◆ Exercise details
Reproduce the stretch from the start of the records through the line containing "pixel 343 300", substituting "marker" for "dot" and leaving everything else unchanged.

◆ Recorded information
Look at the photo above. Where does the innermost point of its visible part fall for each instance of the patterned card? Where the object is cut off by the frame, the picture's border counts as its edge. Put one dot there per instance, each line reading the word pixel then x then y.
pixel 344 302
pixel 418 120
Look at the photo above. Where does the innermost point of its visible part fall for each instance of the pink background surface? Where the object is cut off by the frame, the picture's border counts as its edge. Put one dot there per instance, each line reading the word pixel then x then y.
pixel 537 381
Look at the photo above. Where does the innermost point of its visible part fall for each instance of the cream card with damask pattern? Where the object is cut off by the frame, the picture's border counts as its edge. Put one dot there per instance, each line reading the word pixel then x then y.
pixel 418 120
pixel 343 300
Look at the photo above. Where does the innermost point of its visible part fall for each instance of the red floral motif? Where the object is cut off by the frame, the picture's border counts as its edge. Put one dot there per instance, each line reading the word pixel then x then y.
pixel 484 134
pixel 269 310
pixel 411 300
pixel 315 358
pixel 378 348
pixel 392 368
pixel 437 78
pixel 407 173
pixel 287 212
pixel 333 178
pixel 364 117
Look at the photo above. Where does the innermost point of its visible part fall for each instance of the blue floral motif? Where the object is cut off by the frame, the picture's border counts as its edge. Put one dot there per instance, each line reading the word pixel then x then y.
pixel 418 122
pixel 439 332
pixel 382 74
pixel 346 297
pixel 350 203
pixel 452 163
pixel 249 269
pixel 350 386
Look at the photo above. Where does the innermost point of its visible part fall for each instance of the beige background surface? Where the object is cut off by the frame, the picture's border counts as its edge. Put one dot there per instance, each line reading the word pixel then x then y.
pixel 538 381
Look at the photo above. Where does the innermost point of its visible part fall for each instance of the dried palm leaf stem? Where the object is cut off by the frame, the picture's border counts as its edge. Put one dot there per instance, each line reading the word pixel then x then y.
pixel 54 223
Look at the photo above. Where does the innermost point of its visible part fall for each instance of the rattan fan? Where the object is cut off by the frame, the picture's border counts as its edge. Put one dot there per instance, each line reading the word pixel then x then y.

◆ Exercise result
Look at the photo above. Where does the innermost point of its visible part fall for each instance of the patterned card? Where the object is cut off by the frame, the picture's border counts as its edge. Put one marker there per instance, each line reading the word pixel then x then y.
pixel 344 302
pixel 418 120
Look at the photo above. Where does the innermost point of its visible part fall for each instance of the pink background surface? Where the object is cut off by the frame, the picture's border counts as its edge. Put one marker there per instance, each line reading the word pixel then x then y.
pixel 537 381
Look at the photo above. Where does the innermost point of its visible part fall for each instance of the cream card with damask pattern? Where the object is cut off by the frame, the picture's border counts as its edge. Put one marker there per instance, each line reading the word pixel then x then y.
pixel 418 120
pixel 343 300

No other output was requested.